* **EXERCISE MATERIALS**:
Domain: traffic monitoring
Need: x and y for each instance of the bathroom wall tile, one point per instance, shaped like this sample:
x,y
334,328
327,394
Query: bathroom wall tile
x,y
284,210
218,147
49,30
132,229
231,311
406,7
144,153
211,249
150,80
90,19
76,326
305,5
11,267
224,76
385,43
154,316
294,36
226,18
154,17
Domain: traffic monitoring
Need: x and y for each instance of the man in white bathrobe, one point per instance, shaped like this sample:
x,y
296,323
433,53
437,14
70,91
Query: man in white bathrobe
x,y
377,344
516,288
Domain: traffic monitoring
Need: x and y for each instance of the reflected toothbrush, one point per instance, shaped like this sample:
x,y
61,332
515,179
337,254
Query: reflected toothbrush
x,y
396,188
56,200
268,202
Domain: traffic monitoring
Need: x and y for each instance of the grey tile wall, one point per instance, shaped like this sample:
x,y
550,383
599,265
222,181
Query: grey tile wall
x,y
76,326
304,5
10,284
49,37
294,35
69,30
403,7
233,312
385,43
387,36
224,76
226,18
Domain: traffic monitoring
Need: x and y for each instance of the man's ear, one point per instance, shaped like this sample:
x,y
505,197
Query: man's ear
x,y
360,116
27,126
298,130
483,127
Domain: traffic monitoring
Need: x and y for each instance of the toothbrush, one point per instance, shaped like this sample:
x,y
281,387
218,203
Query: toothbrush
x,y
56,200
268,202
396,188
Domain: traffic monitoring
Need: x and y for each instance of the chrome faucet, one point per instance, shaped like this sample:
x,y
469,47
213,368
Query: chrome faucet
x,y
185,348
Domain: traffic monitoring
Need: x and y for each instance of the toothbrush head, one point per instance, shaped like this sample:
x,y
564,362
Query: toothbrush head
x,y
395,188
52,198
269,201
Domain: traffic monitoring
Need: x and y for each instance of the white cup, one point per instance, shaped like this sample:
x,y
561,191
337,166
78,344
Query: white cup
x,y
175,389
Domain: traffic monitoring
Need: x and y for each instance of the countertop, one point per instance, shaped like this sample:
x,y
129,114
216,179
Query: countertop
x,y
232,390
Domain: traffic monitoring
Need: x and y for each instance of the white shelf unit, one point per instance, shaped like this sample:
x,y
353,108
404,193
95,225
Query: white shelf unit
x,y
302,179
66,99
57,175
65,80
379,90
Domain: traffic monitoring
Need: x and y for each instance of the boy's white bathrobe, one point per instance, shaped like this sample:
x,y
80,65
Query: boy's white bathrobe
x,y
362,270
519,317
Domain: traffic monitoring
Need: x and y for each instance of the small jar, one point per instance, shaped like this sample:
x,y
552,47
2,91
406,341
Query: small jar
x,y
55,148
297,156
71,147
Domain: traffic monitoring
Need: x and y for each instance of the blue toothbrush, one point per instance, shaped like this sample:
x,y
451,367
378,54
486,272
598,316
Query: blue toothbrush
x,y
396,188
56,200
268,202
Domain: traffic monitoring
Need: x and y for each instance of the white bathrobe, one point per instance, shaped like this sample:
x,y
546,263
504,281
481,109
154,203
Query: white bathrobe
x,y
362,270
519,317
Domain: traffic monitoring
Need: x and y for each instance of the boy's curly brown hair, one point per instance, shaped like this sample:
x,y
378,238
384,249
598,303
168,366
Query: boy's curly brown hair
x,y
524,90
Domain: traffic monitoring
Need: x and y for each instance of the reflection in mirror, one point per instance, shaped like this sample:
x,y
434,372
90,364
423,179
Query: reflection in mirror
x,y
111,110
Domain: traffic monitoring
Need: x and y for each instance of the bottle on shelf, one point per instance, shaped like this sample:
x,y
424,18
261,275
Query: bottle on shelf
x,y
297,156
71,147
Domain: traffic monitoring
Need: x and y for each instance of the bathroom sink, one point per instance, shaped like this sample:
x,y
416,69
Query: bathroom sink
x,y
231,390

* **PROBLEM TO SOLVE**: Return the data above in full, keeping each line exactly as it stands.

* **RESULT BELOW**:
Domain: traffic monitoring
Need: x and y for each instance of the bathroom wall tile, one point per instance, shaped like this sample:
x,y
334,328
327,394
Query: bathroom wall tile
x,y
284,210
218,147
49,30
132,229
231,311
406,7
144,153
211,249
150,80
90,19
76,326
305,5
11,267
224,76
385,43
154,316
294,36
226,18
154,17
Domain: traffic monitoring
Need: x and y for each instance of the man in white bathrobe, one point per instance, shaped like this sample:
x,y
296,323
433,53
437,14
70,91
Query: man in white bathrobe
x,y
377,344
516,288
Domain: traffic monitoring
Need: x and y for each instance of the reflected toothbrush, one point per instance, shaped like this sample:
x,y
61,332
515,179
337,254
Query: reflected toothbrush
x,y
396,188
56,200
268,202
Domain: traffic monitoring
Need: x and y for each instance of the grey tile wall, one point per instance, shaped like this sample:
x,y
550,383
599,265
222,181
Query: grey tile wall
x,y
76,326
304,5
10,284
49,37
294,35
69,30
403,7
233,312
385,43
387,36
224,76
226,18
Domain: traffic monitoring
Need: x and y for each instance of the man's ear, one point per instance, shaped like this sample:
x,y
505,197
Query: man's ear
x,y
360,116
27,126
298,130
483,127
Domain: traffic monitoring
Need: x and y for each instance of the toothbrush, one point per instance, shaped like this sample:
x,y
281,387
218,203
Query: toothbrush
x,y
56,200
268,202
396,188
Domain: traffic monitoring
Need: x and y for each instance of the chrome faucet, one point per instance, shaped like this sample:
x,y
469,47
213,368
Query: chrome faucet
x,y
185,348
Domain: traffic monitoring
Need: x and y for each instance of the toothbrush head, one point per instance, shaped like this sample:
x,y
564,362
Query: toothbrush head
x,y
395,188
52,198
269,201
Domain: traffic monitoring
Need: x and y for each instance of the white cup, one point per instance, shaped like this sample:
x,y
561,191
337,166
78,344
Query: white cup
x,y
175,389
Domain: traffic monitoring
Need: x and y for each instance of the countertop, one point per instance, shaped like this sample:
x,y
129,114
216,179
Query: countertop
x,y
232,390
Domain: traffic monitoring
Need: x and y for each instance of the white shelf unit, one point per instance, shaped like this sample:
x,y
353,108
404,193
95,225
Query: white shelf unit
x,y
302,179
66,99
57,175
65,80
379,90
Domain: traffic monitoring
Need: x and y for each instance of the boy's white bathrobe, one point per instance, shaped like this sample:
x,y
80,65
Query: boy's white bathrobe
x,y
362,270
519,317
Domain: traffic monitoring
Need: x and y for each instance of the small jar, one point per instance, shaped like this sample:
x,y
552,47
2,91
406,341
Query: small jar
x,y
55,148
297,156
71,147
Domain: traffic monitoring
Need: x and y for each instance of the blue toothbrush, one point per instance, shaped like this sample:
x,y
451,367
378,54
486,272
598,316
Query: blue toothbrush
x,y
396,188
56,200
268,202
Domain: traffic monitoring
Need: x and y for each instance of the white bathrobe, one point per instance, shaped like this sample:
x,y
546,263
504,281
481,109
154,203
Query: white bathrobe
x,y
362,270
519,317
Domain: traffic monitoring
Need: x and y for each instance of the boy's curly brown hair, one point per instance, shaped like this sample:
x,y
378,238
384,249
598,303
168,366
Query: boy's curly brown hair
x,y
524,90
Domain: traffic monitoring
Need: x and y for each instance of the reflection in mirror, one point per instance, shaped like this sample:
x,y
434,372
90,364
423,179
Query: reflection in mirror
x,y
111,110
Domain: traffic monitoring
Need: x and y for each instance of the bottle on shelf, one point per instance, shaped like this sample:
x,y
424,18
261,275
Query: bottle on shelf
x,y
297,156
71,147
Domain: traffic monitoring
Need: x and y for each instance of the bathroom sink, one point per instance, shaped like this sample:
x,y
416,69
Query: bathroom sink
x,y
231,390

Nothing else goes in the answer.